── GIVEN RECORDS
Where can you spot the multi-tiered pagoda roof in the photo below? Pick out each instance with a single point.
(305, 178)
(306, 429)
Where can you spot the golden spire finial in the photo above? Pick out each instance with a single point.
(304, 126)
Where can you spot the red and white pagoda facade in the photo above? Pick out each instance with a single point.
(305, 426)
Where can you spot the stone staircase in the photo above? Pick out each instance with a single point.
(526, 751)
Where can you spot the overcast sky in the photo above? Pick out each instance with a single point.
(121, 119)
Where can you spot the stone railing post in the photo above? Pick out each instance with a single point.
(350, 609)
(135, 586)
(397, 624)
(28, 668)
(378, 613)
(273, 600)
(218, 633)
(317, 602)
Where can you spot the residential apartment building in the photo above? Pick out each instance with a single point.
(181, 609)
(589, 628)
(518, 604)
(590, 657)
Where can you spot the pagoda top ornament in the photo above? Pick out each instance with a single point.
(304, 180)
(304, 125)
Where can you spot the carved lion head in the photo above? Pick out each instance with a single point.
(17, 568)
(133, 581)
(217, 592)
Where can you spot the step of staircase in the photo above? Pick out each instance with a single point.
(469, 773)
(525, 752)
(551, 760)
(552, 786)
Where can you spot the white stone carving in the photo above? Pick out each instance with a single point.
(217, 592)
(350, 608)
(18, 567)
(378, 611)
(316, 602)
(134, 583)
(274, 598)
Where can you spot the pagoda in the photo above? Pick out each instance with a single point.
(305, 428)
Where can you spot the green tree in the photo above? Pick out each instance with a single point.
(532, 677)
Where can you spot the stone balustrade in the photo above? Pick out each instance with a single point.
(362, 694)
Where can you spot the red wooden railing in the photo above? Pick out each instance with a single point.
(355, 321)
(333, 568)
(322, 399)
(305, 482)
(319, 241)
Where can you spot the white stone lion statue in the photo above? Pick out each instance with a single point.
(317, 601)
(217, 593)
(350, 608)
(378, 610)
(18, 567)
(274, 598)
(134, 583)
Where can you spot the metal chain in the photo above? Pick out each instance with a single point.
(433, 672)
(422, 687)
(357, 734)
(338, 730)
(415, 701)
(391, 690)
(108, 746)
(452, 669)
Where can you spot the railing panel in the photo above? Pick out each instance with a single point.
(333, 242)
────
WRITTEN TASK:
Render as a numbered list every line of the rows from the one containing "Where can you spot the pagoda in" through the final line, with blank lines omitted.

ANSWER FOR THIS EXERCISE:
1. Where can you spot the pagoda in the photo above? Pick out each instance with a single point.
2. (305, 428)
3. Where can you spot the green tree in the photo above? Pick out each instance with a single point.
4. (532, 677)
5. Where can you spot the stone balustrade in the photo above? Pick out each instance with a single point.
6. (362, 694)
7. Where can you spot the red wooden railing in the photo above? Pick out each instance with a single point.
8. (355, 321)
9. (333, 568)
10. (322, 399)
11. (305, 482)
12. (319, 241)
13. Where can you spot the white stone lion statue in the photo above? Pick out each instance with a single point.
14. (317, 601)
15. (217, 593)
16. (350, 608)
17. (378, 610)
18. (18, 567)
19. (274, 598)
20. (134, 583)
21. Where can you spot the metal chain in the photo above? Pick out each instance with a single point.
22. (433, 672)
23. (422, 687)
24. (357, 734)
25. (338, 730)
26. (415, 701)
27. (391, 690)
28. (108, 746)
29. (452, 669)
30. Where can you spot the railing panel in the photo above? Pick out each instance with a single point.
31. (333, 242)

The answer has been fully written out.